- Objectif 1
Veuillez recopier à l'identique les lignes de la liste, en commençant à la ligne qui contient « Target: green necktie » et en terminant à la fin de la liste.

Censé se terminer en février 2021, le mandat en cours des sénateurs suscite d’ores et déjà des bagarres politiques partout à travers le pays et, surtout, au sein du PDG au pouvoir qui a la majorité des conseillers départementaux et municipaux. A Oyem, la lutte en sourdine que se livrent les potentiels candidats est bien avancée avec, en ligne de mire, l’obtention de l’investiture du « plus fort » par la présidence du parti.
Le PDG en position précaire dans le Woleu
En dépit du fait que le PDG soit parvenu à avoir la majorité des conseillers aux dernières élections locales, son positionnement n’est guère rassurant sur le terrain dans le Woleu-Ntem en général et dans le Woleu en particulier (commune d’Oyem et cantons). En effet, la permanence de certains politiciens du coin qui ont déjà fait corps avec les travers dénoncés par la base du parti et les populations locales en général (domination, égocentrisme, avarice) fait en sorte que le PDG, malgré les millions « investis » d’une élection à l’autre, peine à susciter l’adhésion libre et massive du plus grand nombre des électeurs. A cela s’ajoute le parachutage de noms depuis Libreville au plus grand dam de la base.

- Liste
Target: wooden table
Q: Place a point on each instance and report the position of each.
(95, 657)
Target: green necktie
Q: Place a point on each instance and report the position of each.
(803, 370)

- Objectif 2
Résumez en quelques phrases le paragraphe du texte sur le PDG qui commence par « En dépit du fait que », en conservant ses faits principaux.

- Réponse rédigée 1
Target: green necktie
Q: Place a point on each instance and report the position of each.
(803, 370)

- Réponse rédigée 2
Le PDG a obtenu la majorité des conseillers aux dernières élections locales, mais sa position reste fragile dans le Woleu-Ntem, surtout dans le Woleu (commune d'Oyem et cantons). Certains politiciens locaux sont associés aux travers que dénoncent la base et la population : domination, égocentrisme et avarice. Leur maintien empêche le parti d'obtenir l'adhésion libre et massive des électeurs, malgré les millions « investis » à chaque élection. Le parachutage de noms depuis Libreville mécontente aussi la base.